__DIRECTIONS FOR THIS TASK__:
Rewrite all of the material below, swapping "field log" for "scouting record" wherever it occurs and keeping every other word the same.
++++ RECORD SET
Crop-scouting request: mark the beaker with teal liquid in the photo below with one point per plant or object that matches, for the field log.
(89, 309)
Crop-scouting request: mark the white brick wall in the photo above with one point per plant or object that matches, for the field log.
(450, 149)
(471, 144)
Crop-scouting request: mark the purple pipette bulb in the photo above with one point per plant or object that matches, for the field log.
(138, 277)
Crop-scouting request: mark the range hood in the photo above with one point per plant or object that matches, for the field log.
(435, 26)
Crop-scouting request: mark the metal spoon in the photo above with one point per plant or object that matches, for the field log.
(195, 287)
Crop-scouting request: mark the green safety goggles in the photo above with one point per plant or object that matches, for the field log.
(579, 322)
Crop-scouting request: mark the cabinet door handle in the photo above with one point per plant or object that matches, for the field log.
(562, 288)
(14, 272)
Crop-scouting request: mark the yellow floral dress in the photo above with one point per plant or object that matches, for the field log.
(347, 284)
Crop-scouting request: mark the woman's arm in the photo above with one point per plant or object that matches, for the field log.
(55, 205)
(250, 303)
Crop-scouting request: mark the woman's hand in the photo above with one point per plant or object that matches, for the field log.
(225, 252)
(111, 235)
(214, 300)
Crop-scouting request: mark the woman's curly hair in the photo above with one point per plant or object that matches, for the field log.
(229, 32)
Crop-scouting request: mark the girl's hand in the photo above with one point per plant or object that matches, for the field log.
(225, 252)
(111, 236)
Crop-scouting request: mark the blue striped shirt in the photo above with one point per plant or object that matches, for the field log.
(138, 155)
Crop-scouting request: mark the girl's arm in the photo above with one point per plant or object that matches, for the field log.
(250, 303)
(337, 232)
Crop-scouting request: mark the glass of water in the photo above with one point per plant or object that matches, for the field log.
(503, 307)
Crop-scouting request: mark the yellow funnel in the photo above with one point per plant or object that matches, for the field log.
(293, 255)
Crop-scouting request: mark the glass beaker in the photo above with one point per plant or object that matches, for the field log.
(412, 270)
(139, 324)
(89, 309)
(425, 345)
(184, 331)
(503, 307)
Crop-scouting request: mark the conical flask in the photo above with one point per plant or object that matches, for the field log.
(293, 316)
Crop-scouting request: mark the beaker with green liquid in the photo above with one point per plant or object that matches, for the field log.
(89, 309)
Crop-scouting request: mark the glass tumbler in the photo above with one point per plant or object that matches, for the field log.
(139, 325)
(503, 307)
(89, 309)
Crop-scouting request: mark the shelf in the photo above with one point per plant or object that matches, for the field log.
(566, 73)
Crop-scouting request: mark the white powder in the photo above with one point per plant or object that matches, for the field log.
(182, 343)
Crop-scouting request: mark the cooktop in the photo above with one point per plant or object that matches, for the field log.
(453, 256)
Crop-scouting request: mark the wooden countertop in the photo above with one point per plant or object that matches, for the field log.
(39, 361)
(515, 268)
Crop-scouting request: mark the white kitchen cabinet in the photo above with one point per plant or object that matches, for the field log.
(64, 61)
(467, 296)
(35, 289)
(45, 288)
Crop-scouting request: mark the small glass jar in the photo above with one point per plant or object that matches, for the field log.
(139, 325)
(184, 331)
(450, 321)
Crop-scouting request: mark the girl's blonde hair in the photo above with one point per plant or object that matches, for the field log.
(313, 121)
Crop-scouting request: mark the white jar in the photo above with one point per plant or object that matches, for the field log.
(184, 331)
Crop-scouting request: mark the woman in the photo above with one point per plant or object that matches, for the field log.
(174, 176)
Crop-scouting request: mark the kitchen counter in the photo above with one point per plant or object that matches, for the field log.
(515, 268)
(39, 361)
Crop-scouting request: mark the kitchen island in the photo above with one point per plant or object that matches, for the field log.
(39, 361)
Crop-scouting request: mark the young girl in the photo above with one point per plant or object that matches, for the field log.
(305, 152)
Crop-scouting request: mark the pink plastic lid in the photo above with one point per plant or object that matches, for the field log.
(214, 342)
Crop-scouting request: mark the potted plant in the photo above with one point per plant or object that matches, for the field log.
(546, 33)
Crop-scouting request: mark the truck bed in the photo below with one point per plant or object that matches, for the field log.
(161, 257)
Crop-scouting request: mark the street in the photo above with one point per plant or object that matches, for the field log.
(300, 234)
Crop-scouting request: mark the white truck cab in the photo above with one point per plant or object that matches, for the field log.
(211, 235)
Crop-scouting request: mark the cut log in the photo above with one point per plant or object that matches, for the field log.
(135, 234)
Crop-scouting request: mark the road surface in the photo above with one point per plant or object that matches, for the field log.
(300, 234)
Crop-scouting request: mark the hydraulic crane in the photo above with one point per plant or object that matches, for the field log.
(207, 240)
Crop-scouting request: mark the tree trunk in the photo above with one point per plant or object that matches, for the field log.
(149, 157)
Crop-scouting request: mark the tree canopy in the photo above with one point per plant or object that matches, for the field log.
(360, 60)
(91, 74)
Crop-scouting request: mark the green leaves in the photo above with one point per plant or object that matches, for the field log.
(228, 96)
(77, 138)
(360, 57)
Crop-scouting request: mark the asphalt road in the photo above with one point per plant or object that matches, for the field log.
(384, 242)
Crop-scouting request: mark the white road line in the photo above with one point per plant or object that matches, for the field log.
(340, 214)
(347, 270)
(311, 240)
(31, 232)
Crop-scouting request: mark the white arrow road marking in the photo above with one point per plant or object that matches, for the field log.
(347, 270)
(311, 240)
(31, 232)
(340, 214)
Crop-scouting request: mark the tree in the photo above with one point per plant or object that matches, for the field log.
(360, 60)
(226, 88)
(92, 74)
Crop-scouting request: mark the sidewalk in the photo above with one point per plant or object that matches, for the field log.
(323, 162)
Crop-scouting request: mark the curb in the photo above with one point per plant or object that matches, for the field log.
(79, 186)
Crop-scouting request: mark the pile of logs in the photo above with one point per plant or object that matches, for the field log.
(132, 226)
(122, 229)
++++++++
__ANSWER TO THE PROBLEM__:
Crop-scouting request: mark the beaker with teal liquid in the photo below with one point per plant or object that matches, for the scouting record.
(89, 309)
Crop-scouting request: mark the white brick wall in the photo above with one point per plant or object that matches, for the scouting record.
(450, 149)
(471, 144)
Crop-scouting request: mark the purple pipette bulb in the photo above with one point per plant or object that matches, for the scouting record.
(138, 277)
Crop-scouting request: mark the range hood in the photo above with one point per plant or object that matches, for the scouting record.
(435, 26)
Crop-scouting request: mark the metal spoon in the photo above with one point per plant or object that matches, for the scouting record.
(195, 287)
Crop-scouting request: mark the green safety goggles in the photo above with one point per plant or object that matches, for the scouting record.
(579, 322)
Crop-scouting request: mark the cabinet door handle in the photo above with one point per plant or object that matches, for the scouting record.
(562, 288)
(14, 272)
Crop-scouting request: mark the yellow floral dress in the photo above with one point per plant or object that matches, for the scouting record.
(347, 284)
Crop-scouting request: mark the woman's arm in the photo above with one point per plant or object that matches, for the scouting record.
(55, 205)
(250, 303)
Crop-scouting request: mark the woman's hand in the photo above with one point per plant or object that matches, for the scouting record.
(225, 252)
(111, 235)
(214, 300)
Crop-scouting request: mark the woman's curly hair in the photo above with one point per plant or object that matches, for the scouting record.
(229, 32)
Crop-scouting request: mark the girl's hand in the photo above with one point per plant or object that matches, for the scouting record.
(225, 252)
(111, 236)
Crop-scouting request: mark the blue striped shirt in the photo above with one point per plant or object that matches, for the scouting record.
(138, 155)
Crop-scouting request: mark the girl's arm in the photo above with one point per plant or object that matches, for the scouting record.
(250, 303)
(337, 232)
Crop-scouting request: mark the glass of water in the photo above with one point per plant or object that matches, for the scouting record.
(503, 307)
Crop-scouting request: mark the yellow funnel in the photo above with one point per plant or object that matches, for the scouting record.
(293, 255)
Crop-scouting request: mark the glass beaker in the photo above with one point per plant or object that matches, for the scouting record.
(412, 270)
(139, 324)
(89, 309)
(425, 345)
(184, 331)
(503, 307)
Crop-scouting request: mark the conical flask in the photo above with one point per plant or object that matches, for the scouting record.
(293, 316)
Crop-scouting request: mark the beaker with green liquid in the photo above with one point per plant or object that matches, for the scouting record.
(89, 309)
Crop-scouting request: mark the glass tumbler in the photo above with one point per plant or object that matches, for the scouting record.
(139, 325)
(503, 307)
(89, 309)
Crop-scouting request: mark the shelf in the photo above with one point per plant or object that matches, for the scouting record.
(566, 73)
Crop-scouting request: mark the white powder in the photo above with one point per plant or object that matches, for the scouting record.
(182, 343)
Crop-scouting request: mark the cooktop in the photo above with one point per plant or object that matches, for the scouting record.
(453, 256)
Crop-scouting request: mark the wooden countertop in the photo above with one point per plant or object that matches, for the scouting record.
(39, 361)
(515, 268)
Crop-scouting request: mark the white kitchen cabinet in the photo above with one point per plant or object that matches, for the scouting record.
(64, 61)
(467, 296)
(35, 289)
(45, 288)
Crop-scouting request: mark the small glass jar in the photo above with one point per plant or object that matches, for the scouting record.
(139, 325)
(184, 331)
(450, 321)
Crop-scouting request: mark the girl's blonde hair in the photo above with one point per plant or object that matches, for the scouting record.
(313, 121)
Crop-scouting request: mark the white jar in the photo above with one point per plant or object that matches, for the scouting record.
(184, 331)
Crop-scouting request: mark the woman in the photo above with one point per plant or object that matches, for the scouting record.
(174, 176)
Crop-scouting request: mark the kitchen counter in the photo above with one point per plant or object that matches, for the scouting record.
(515, 268)
(39, 361)
Crop-scouting request: mark the kitchen island in the photo above with one point per plant or object that matches, for the scouting record.
(39, 361)
Crop-scouting request: mark the young girl in the photo above with one point per plant or object that matches, for the scouting record.
(305, 152)
Crop-scouting request: mark the pink plastic lid in the photo above with one point per plant or object that matches, for the scouting record.
(214, 342)
Crop-scouting request: mark the potted plant in the photo above with one point per plant or object that matches, for the scouting record.
(546, 33)
Crop-scouting request: mark the truck bed in the photo below with one point per plant or object that matches, for the scouting record.
(161, 257)
Crop-scouting request: mark the street in the photo above with one point per plant or object that matches, for the scouting record.
(300, 234)
Crop-scouting request: mark the white truck cab in the photo above with one point per plant or object that matches, for the scouting record.
(211, 235)
Crop-scouting request: mark the cut log in the photo above with one point per plant or object that matches, for the scouting record.
(135, 234)
Crop-scouting request: mark the road surface in the photo above with one point per plant or object that matches, for the scouting record.
(300, 234)
Crop-scouting request: mark the hydraulic crane in the photo above with one point per plant or object that matches, for the scouting record.
(207, 240)
Crop-scouting request: mark the tree trunk in the photo above with one point per plant or object that matches, for the scouting record.
(149, 157)
Crop-scouting request: mark the tree canopy in the photo above with one point per plant or object that matches, for the scouting record.
(360, 60)
(91, 74)
Crop-scouting request: mark the green leaves in the photo above with one point per plant or object that matches, for the scouting record.
(228, 96)
(77, 138)
(360, 57)
Crop-scouting request: mark the asphalt road in the photo above with one point per plant or object that matches, for the scouting record.
(384, 242)
Crop-scouting request: mark the white road line in the photo above with one point per plant or object that matches, for the scouting record.
(340, 214)
(347, 270)
(311, 240)
(31, 232)
Crop-scouting request: mark the white arrow road marking in the photo above with one point per plant or object that matches, for the scouting record.
(347, 270)
(311, 240)
(31, 232)
(340, 214)
Crop-scouting request: mark the tree in the photo above with one point per plant or object that matches, for the scouting record.
(360, 60)
(226, 88)
(92, 74)
Crop-scouting request: mark the sidewalk in the photo above with one point per plant or object that matches, for the scouting record.
(323, 162)
Crop-scouting request: mark the curb in the photo above with one point per plant or object that matches, for the scouting record.
(79, 186)
Crop-scouting request: mark the pile of logs in the photo above with one point per plant or object that matches, for the scouting record.
(132, 226)
(122, 229)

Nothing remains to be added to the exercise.